Exercise:
Copy out the whole forum thread on the voltage-change circuit below, word for word, without the lines that follow it.

Change voltage circuit

Thread Starter

Kev0511

Joined Jul 20, 2004
39
When the input signal 2 is come from a switch then R2 is the pull low resistor when the switch is off, the R3 and C1 are the switch debounce, if the input signal 2 is not come from the switch but a logical signal then you don't need the R2 and C1, if the input signal 1 also is not come from a switch then you don't need R4, if you can accept the original status of voltage changing then you don't need the C2 or change to a smaller as 10uF/10V.

The output voltage that you used the voltage divider, I didn't change the values of resistors and I just thought that you can calculate by yourself, it is not so hard.
Well odds are no i won't need the R2, R4 or C1, since those inputs are pulled high, be it with just a 330ohm resistor with a possible open collector (? need to check) Mosfet / power transistor based trigger to ground and it will not be a quick pulse either.

Also i like your thoughts on using C2, may up it a bit for a more gradual change thou?

Dataset content:
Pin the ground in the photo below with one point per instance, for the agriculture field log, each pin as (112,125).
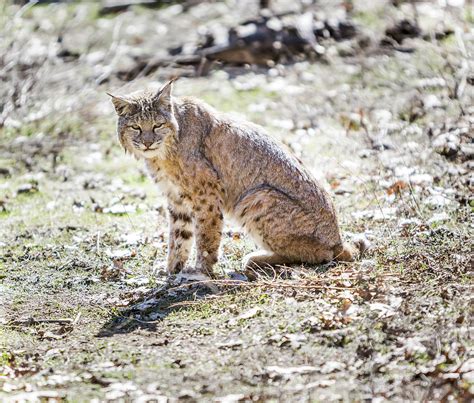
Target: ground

Task result:
Change voltage circuit

Thread Starter

Kev0511

Joined Jul 20, 2004
39
When the input signal 2 is come from a switch then R2 is the pull low resistor when the switch is off, the R3 and C1 are the switch debounce, if the input signal 2 is not come from the switch but a logical signal then you don't need the R2 and C1, if the input signal 1 also is not come from a switch then you don't need R4, if you can accept the original status of voltage changing then you don't need the C2 or change to a smaller as 10uF/10V.

The output voltage that you used the voltage divider, I didn't change the values of resistors and I just thought that you can calculate by yourself, it is not so hard.
Well odds are no i won't need the R2, R4 or C1, since those inputs are pulled high, be it with just a 330ohm resistor with a possible open collector (? need to check) Mosfet / power transistor based trigger to ground and it will not be a quick pulse either.

Also i like your thoughts on using C2, may up it a bit for a more gradual change thou?